* **Excerpted passage**:
━━━━━━━━━━━━━━━━━━━━

Lesson 1: Introduction to physics

# Preparing to study physics

What does it take to start learning physics?

## What should I know to succeed in physics?

Physics can be intimidating, and people often want to know about the prerequisites to start learning physics. Listed below is a rough guide for the bare minimum of what you should know before taking particular physics classes.

### Conceptual Physics prerequisites:

All you really need is an open mind, a desire to learn, and a willingness to accept that 90% of what you thought about the universe might be wrong.

### AP Physics 2 prerequisites:

1. All of the ideas and concepts of AP Physics 1 are a prerequisite for AP Physics 2.
You don't need to know every math idea in algebra and trigonometry, and you can learn a lot of it along the way, but the more math that's foreign to you the likelier it is that physics might look like mathematical witchcraft.
Remember, the math isn't there to serve as some sort of intellectual roadblock to prevent people from understanding. The role of math here is to state a physics concept in a concise and clear way. Try not to let the math obscure the basic and, usually simple, physics concept that lies underneath.
More important than existing math knowledge, is your mindset. No matter how much you prepare, you'll come up against roadblocks. The key to being successful is knowing you can work hard and ultimately overcome these obstacles!

## Want to join the conversation?

• What is Quantum Physics, and what is its difference to Quantum Mechanics?
• Quantum Physics can be used synonimically to Quantum Mechanics and even Quantum Theory.

━━━━━━━━━━━━━━━━━━━━

[Stored dataset items]
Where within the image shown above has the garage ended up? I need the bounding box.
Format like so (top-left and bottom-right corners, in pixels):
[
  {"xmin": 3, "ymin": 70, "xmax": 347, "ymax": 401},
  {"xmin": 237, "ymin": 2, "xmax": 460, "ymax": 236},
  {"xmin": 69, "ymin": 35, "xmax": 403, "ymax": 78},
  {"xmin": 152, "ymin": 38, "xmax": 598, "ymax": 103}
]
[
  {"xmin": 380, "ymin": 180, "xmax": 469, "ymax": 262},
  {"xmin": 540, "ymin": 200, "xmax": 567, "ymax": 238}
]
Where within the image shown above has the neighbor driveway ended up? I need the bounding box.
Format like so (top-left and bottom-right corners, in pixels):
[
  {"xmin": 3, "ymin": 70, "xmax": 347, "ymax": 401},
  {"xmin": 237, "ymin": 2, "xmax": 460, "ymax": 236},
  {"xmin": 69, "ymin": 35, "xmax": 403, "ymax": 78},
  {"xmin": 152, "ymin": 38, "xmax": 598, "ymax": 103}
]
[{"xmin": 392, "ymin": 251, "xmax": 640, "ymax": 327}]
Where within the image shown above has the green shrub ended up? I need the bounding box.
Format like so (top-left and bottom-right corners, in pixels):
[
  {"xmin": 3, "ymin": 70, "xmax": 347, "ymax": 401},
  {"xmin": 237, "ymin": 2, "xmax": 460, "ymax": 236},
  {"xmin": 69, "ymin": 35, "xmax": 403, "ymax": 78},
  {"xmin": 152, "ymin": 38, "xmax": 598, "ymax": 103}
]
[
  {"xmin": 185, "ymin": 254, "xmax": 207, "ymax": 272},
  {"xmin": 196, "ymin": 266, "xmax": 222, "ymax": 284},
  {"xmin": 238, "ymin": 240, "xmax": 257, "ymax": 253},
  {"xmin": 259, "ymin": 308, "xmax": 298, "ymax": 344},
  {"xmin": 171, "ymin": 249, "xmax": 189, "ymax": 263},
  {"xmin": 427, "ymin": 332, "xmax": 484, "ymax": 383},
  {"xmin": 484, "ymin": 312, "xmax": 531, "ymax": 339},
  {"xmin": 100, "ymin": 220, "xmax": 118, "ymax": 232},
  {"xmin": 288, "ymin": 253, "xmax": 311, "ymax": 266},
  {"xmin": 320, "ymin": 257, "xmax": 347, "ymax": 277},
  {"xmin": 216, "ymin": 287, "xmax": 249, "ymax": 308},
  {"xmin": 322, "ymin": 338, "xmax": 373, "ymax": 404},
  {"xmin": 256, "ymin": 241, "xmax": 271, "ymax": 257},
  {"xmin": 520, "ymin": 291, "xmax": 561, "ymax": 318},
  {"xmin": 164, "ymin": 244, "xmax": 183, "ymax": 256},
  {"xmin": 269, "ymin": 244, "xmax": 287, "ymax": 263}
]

━━━━━━━━━━━━━━━━━━━━

* **Exercises**:
(a) According to the physics lesson, what role does math play?
(b) Print part of the physics lesson word for word, beginning at the words "# Preparing to" and stopping after "might be wrong.".

* **Answers by task**:
(a) Math states a physics concept in a concise and clear way.

(b)
# Preparing to study physics

What does it take to start learning physics?

## What should I know to succeed in physics?

Physics can be intimidating, and people often want to know about the prerequisites to start learning physics. Listed below is a rough guide for the bare minimum of what you should know before taking particular physics classes.

### Conceptual Physics prerequisites:

All you really need is an open mind, a desire to learn, and a willingness to accept that 90% of what you thought about the universe might be wrong.